§ Stored data entries
══════
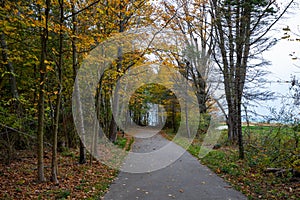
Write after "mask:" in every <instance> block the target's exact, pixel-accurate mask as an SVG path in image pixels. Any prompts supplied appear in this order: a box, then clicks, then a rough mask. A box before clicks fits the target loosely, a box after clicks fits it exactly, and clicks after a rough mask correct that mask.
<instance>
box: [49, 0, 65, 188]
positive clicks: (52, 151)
mask: <svg viewBox="0 0 300 200" xmlns="http://www.w3.org/2000/svg"><path fill="white" fill-rule="evenodd" d="M59 8H60V19H59V20H60V21H59V25H60V31H59V55H58V66H57V71H58V91H56V92H57V95H56V108H55V115H54V130H53V144H52V164H51V180H52V181H53V182H55V183H58V179H57V174H58V165H57V134H58V124H59V116H60V104H61V92H62V64H63V63H62V56H63V22H64V0H59Z"/></svg>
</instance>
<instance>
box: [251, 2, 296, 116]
mask: <svg viewBox="0 0 300 200" xmlns="http://www.w3.org/2000/svg"><path fill="white" fill-rule="evenodd" d="M299 3H300V2H299ZM299 11H300V8H299V5H298V7H296V8H294V9H293V10H292V13H291V12H290V13H288V14H287V15H285V16H284V18H282V19H281V20H280V21H279V22H278V23H277V25H276V27H275V29H276V30H277V31H274V32H273V33H272V35H274V36H275V37H277V38H278V39H280V38H281V37H282V36H283V34H284V31H283V30H282V28H284V27H286V26H289V27H290V29H291V30H292V31H293V32H295V33H296V34H298V36H297V35H296V34H293V33H292V34H291V37H290V38H291V39H296V38H299V39H300V12H299ZM278 30H279V31H278ZM293 53H294V56H296V57H297V59H296V60H293V59H292V56H290V55H289V54H293ZM263 57H264V58H265V59H267V60H269V61H271V62H272V63H271V65H270V66H268V67H267V70H268V71H270V72H271V73H270V74H269V76H268V79H269V80H272V81H280V83H268V84H266V87H267V88H268V89H269V90H271V91H273V92H276V93H277V94H276V96H287V95H288V94H289V93H290V90H289V87H290V86H291V83H283V82H284V81H291V76H292V75H293V76H296V77H298V79H300V42H299V41H288V40H280V41H279V42H278V43H277V44H276V45H275V46H273V47H272V48H271V49H270V50H269V51H267V52H264V53H263ZM290 100H291V99H290ZM281 105H282V102H281V98H279V99H278V100H277V101H268V102H264V103H263V104H262V105H259V107H258V108H257V109H256V111H257V112H258V113H260V114H262V115H265V114H268V113H269V112H268V107H275V108H277V109H279V108H280V107H281ZM297 112H298V113H299V112H300V109H299V110H298V111H297Z"/></svg>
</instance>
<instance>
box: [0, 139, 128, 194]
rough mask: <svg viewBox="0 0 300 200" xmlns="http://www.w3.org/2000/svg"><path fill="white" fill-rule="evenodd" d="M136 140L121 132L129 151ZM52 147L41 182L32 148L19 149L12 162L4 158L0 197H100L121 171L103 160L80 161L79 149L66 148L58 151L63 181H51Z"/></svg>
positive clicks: (0, 185)
mask: <svg viewBox="0 0 300 200" xmlns="http://www.w3.org/2000/svg"><path fill="white" fill-rule="evenodd" d="M132 142H133V138H132V137H131V136H126V137H122V136H121V134H120V135H118V140H117V143H116V144H117V145H118V146H119V147H120V148H123V149H126V150H129V149H130V147H131V145H132ZM51 155H52V153H51V149H50V148H46V149H45V152H44V164H45V178H46V179H47V180H46V181H45V182H43V183H38V182H37V159H36V153H35V151H32V150H22V151H16V152H15V156H14V157H15V159H14V160H13V161H12V162H11V163H10V164H3V161H2V160H0V183H1V184H0V191H1V192H0V199H3V200H4V199H5V200H9V199H100V198H102V197H103V195H104V194H105V192H106V191H107V189H108V187H109V186H110V184H111V182H112V181H113V180H114V178H115V177H116V176H117V175H118V171H117V170H114V169H111V168H109V167H107V166H106V165H104V164H102V163H101V162H99V161H96V160H94V159H93V160H91V159H90V156H89V154H88V156H87V162H86V163H85V164H79V163H78V160H79V151H78V150H75V149H68V150H67V149H66V150H65V151H63V152H60V153H58V158H57V159H58V180H59V184H55V183H52V182H51V181H50V176H51Z"/></svg>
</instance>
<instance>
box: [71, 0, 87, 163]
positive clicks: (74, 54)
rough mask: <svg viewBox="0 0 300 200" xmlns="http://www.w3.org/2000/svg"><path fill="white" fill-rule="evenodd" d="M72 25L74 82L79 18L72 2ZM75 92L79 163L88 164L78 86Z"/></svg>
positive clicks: (83, 126)
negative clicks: (76, 34)
mask: <svg viewBox="0 0 300 200" xmlns="http://www.w3.org/2000/svg"><path fill="white" fill-rule="evenodd" d="M72 24H73V38H72V54H73V55H72V56H73V76H74V81H75V79H76V75H77V71H78V56H77V46H76V37H75V36H76V34H77V29H78V27H77V17H76V8H75V2H74V1H72ZM75 90H76V96H75V97H73V98H76V99H77V102H78V105H77V106H78V117H79V118H80V119H79V122H78V123H80V132H81V136H82V137H81V138H80V142H79V151H80V153H79V163H80V164H84V163H86V148H85V146H84V141H82V140H84V137H85V129H84V124H83V118H82V116H83V115H82V107H81V101H80V90H79V87H78V84H75Z"/></svg>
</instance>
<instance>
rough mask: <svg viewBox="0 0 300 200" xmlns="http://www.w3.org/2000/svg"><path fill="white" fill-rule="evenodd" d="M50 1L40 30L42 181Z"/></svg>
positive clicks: (38, 160) (41, 147) (39, 176)
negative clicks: (45, 97) (47, 46)
mask: <svg viewBox="0 0 300 200" xmlns="http://www.w3.org/2000/svg"><path fill="white" fill-rule="evenodd" d="M50 2H51V0H46V8H45V24H44V25H45V26H44V27H43V28H42V30H41V58H40V84H39V100H38V132H37V143H38V148H37V158H38V181H39V182H44V181H45V175H44V160H43V159H44V158H43V157H44V145H43V142H44V123H45V122H44V118H45V116H44V115H45V108H44V106H45V105H44V101H45V99H44V89H45V81H46V80H45V74H46V65H45V60H46V56H47V41H48V20H49V12H50Z"/></svg>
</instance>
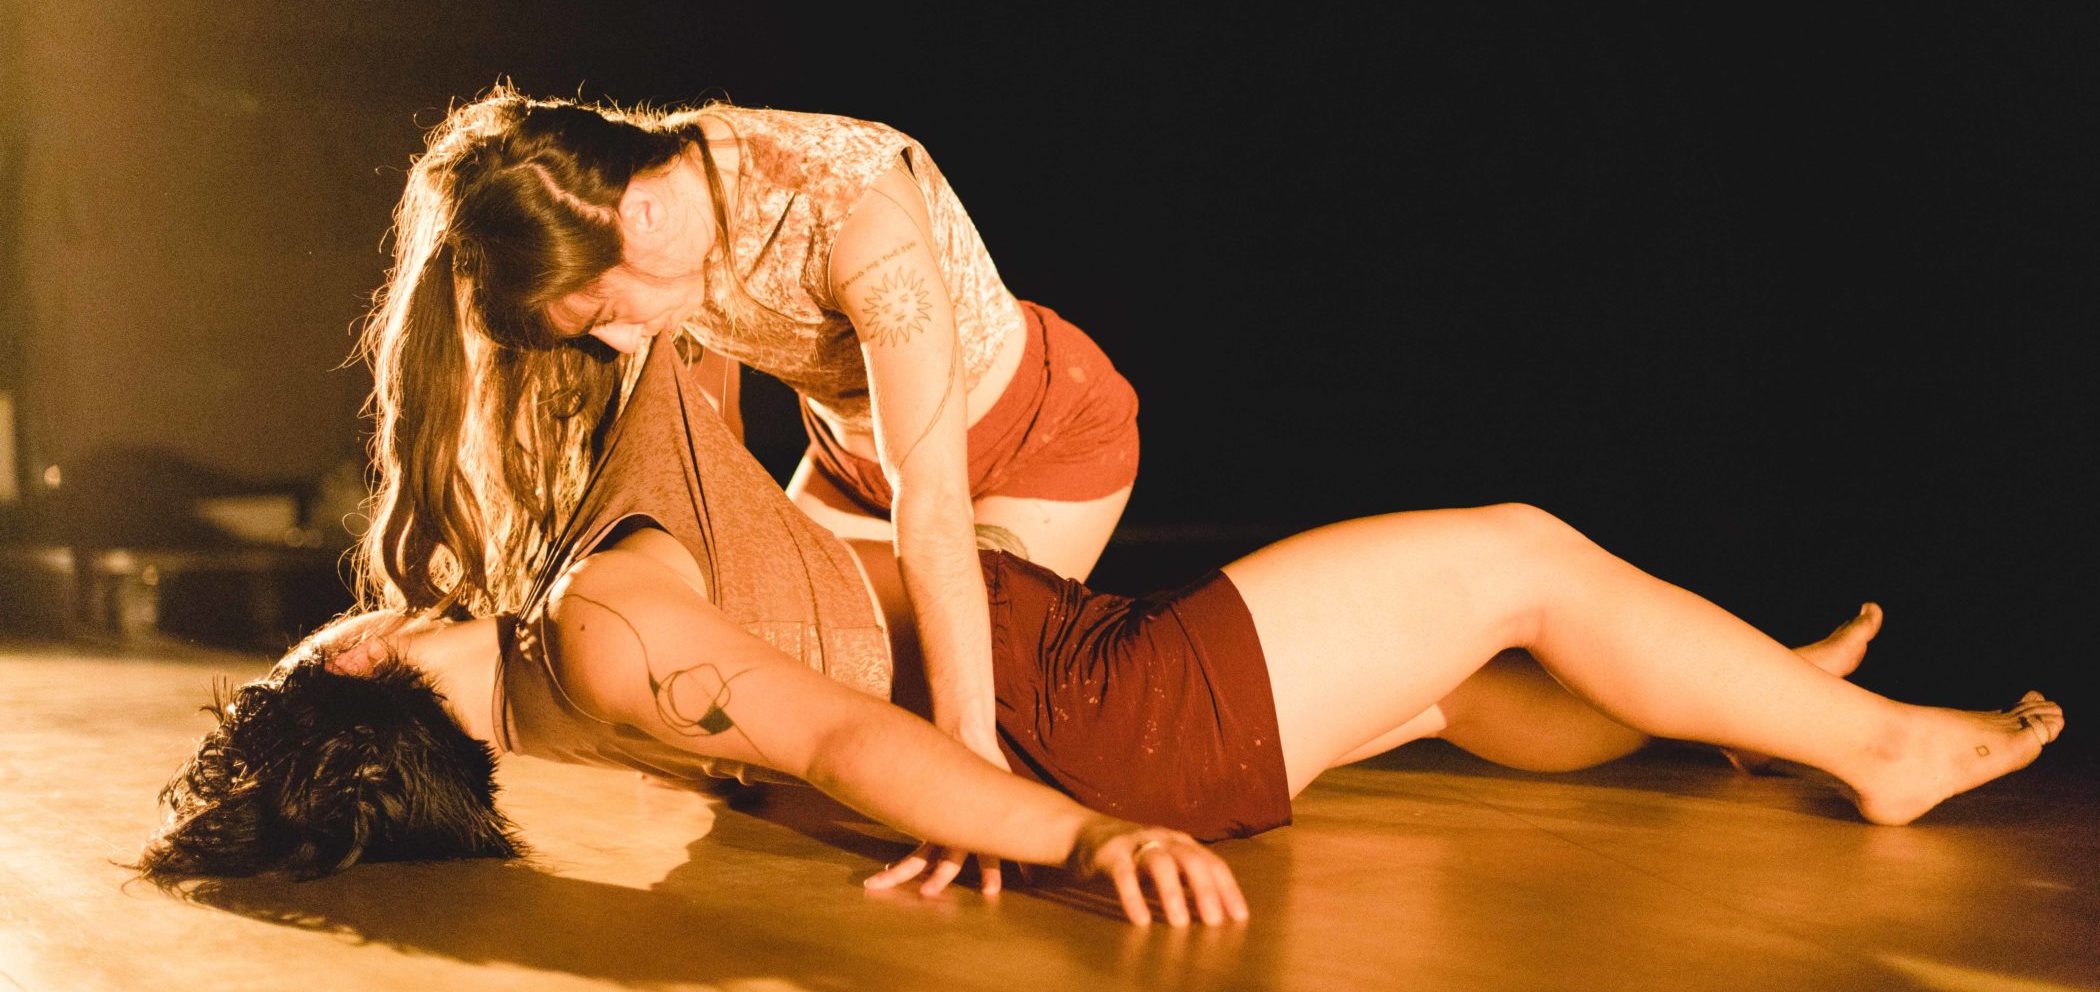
══════
§ ASSIGNED TASK
Rewrite all of the lines above, replacing every occurrence of "positive clicks" with "foreground clicks" and leaving everything else unchanged. Omit the pictures from your output.

§ SOLUTION
Write after "mask:" in every <instance> block the target's exact, pixel-accurate mask as an SVG path in image pixels. Any prompts supplied appear in this order: a box, then clicks, then a rough mask. A box before clicks fits the target loosely, a box after clicks fits it exactly, and clicks after a rough mask correct that mask.
<instance>
box: [49, 0, 65, 188]
foreground clicks: (52, 151)
mask: <svg viewBox="0 0 300 200" xmlns="http://www.w3.org/2000/svg"><path fill="white" fill-rule="evenodd" d="M59 8H60V19H59V20H60V21H59V25H60V31H59V55H58V66H57V71H58V91H56V92H57V95H56V108H55V115H54V130H53V144H52V164H51V180H52V181H53V182H55V183H58V179H57V174H58V165H57V134H58V124H59V116H60V104H61V92H62V64H63V63H62V56H63V22H64V0H59Z"/></svg>
</instance>
<instance>
box: [251, 2, 296, 116]
mask: <svg viewBox="0 0 300 200" xmlns="http://www.w3.org/2000/svg"><path fill="white" fill-rule="evenodd" d="M299 3H300V2H299ZM299 11H300V8H299V5H298V7H296V8H294V9H293V10H292V13H291V12H290V13H288V14H287V15H285V16H284V18H282V19H281V20H280V21H279V22H278V23H277V25H276V27H275V29H276V30H277V31H274V32H273V33H272V35H274V36H275V37H277V38H278V39H280V38H281V37H282V36H283V34H284V31H283V30H282V28H284V27H286V26H289V27H290V29H291V30H292V31H293V32H295V33H296V34H298V36H297V35H296V34H293V33H292V34H291V37H290V38H291V39H296V38H299V39H300V12H299ZM278 30H279V31H278ZM293 53H294V56H296V57H297V59H296V60H293V59H292V56H290V55H289V54H293ZM263 57H264V58H265V59H267V60H269V61H271V62H272V63H271V65H270V66H268V67H267V70H268V71H270V72H271V73H270V74H269V76H268V79H269V80H272V81H280V83H268V84H266V87H267V88H268V89H269V90H271V91H273V92H276V93H277V94H276V96H287V95H288V94H289V93H290V90H289V87H290V86H291V83H283V82H284V81H291V76H292V75H293V76H296V77H298V79H300V42H299V41H288V40H280V41H279V42H278V43H277V44H276V45H275V46H273V47H272V48H271V49H270V50H269V51H267V52H264V53H263ZM290 100H291V99H290ZM281 105H282V102H281V98H279V99H278V100H277V101H268V102H264V103H263V104H262V105H259V107H258V108H257V109H256V111H257V112H258V113H260V114H262V115H265V114H268V113H269V112H268V107H275V108H277V109H279V108H280V107H281ZM297 112H298V113H299V112H300V109H299V110H298V111H297Z"/></svg>
</instance>
<instance>
box: [0, 139, 128, 194]
rough mask: <svg viewBox="0 0 300 200" xmlns="http://www.w3.org/2000/svg"><path fill="white" fill-rule="evenodd" d="M136 140L121 132L129 151ZM52 147L41 182L32 148L19 149L12 162L4 158L0 197H100L121 171L103 160L80 161L79 149L66 148L58 151L63 181H51Z"/></svg>
foreground clicks: (0, 185)
mask: <svg viewBox="0 0 300 200" xmlns="http://www.w3.org/2000/svg"><path fill="white" fill-rule="evenodd" d="M132 142H133V138H132V137H131V136H126V137H122V136H121V134H120V135H118V140H117V143H116V144H117V145H118V146H119V147H120V148H123V149H126V150H129V149H130V147H131V145H132ZM51 155H52V153H51V149H50V148H46V149H45V152H44V164H45V178H46V179H47V180H46V181H45V182H43V183H38V182H37V159H36V153H35V151H32V150H22V151H16V152H15V156H14V157H15V159H14V160H13V161H12V162H11V163H10V164H3V161H2V160H0V183H1V184H0V191H1V192H0V199H3V200H4V199H5V200H9V199H100V198H102V197H103V195H104V194H105V192H106V191H107V189H108V187H109V186H110V184H111V182H112V181H113V180H114V178H115V177H116V176H117V175H118V171H117V170H114V169H111V168H109V167H107V166H106V165H104V164H102V163H101V162H99V161H96V160H94V159H93V160H91V159H90V156H89V154H88V156H87V162H86V163H85V164H79V163H78V160H79V151H78V150H75V149H68V150H67V149H66V150H65V151H63V152H60V153H58V158H57V159H58V180H59V184H55V183H52V182H51V181H50V176H51Z"/></svg>
</instance>
<instance>
box: [71, 0, 87, 163]
foreground clicks: (74, 54)
rough mask: <svg viewBox="0 0 300 200" xmlns="http://www.w3.org/2000/svg"><path fill="white" fill-rule="evenodd" d="M72 25L74 82L79 18L72 2ZM75 92L79 163L88 164L78 86Z"/></svg>
foreground clicks: (83, 126)
negative clicks: (76, 34)
mask: <svg viewBox="0 0 300 200" xmlns="http://www.w3.org/2000/svg"><path fill="white" fill-rule="evenodd" d="M72 24H73V38H72V54H73V55H72V56H73V76H74V81H75V79H76V75H77V71H78V56H77V46H76V37H75V36H76V34H77V29H78V27H77V17H76V8H75V2H74V1H72ZM75 90H76V96H75V97H73V98H76V99H77V102H78V105H77V106H78V117H79V118H80V119H79V122H78V123H80V132H81V136H82V137H81V138H80V142H79V151H80V153H79V163H80V164H84V163H86V148H85V146H84V141H82V140H84V137H85V129H84V124H83V118H82V116H83V115H82V107H81V101H80V90H79V87H78V84H75Z"/></svg>
</instance>
<instance>
rough mask: <svg viewBox="0 0 300 200" xmlns="http://www.w3.org/2000/svg"><path fill="white" fill-rule="evenodd" d="M50 1L40 30L42 181Z"/></svg>
foreground clicks: (38, 160) (41, 147) (39, 176)
negative clicks: (45, 97) (47, 46)
mask: <svg viewBox="0 0 300 200" xmlns="http://www.w3.org/2000/svg"><path fill="white" fill-rule="evenodd" d="M50 2H51V0H46V8H45V24H44V25H45V26H44V27H43V28H42V30H41V58H40V84H39V100H38V132H37V143H38V148H37V158H38V181H39V182H44V181H45V175H44V160H43V159H44V158H43V157H44V145H43V142H44V123H45V122H44V118H45V116H44V115H45V108H44V106H45V105H44V101H45V99H44V89H45V81H46V80H45V74H46V65H45V60H46V56H47V41H48V20H49V12H50Z"/></svg>
</instance>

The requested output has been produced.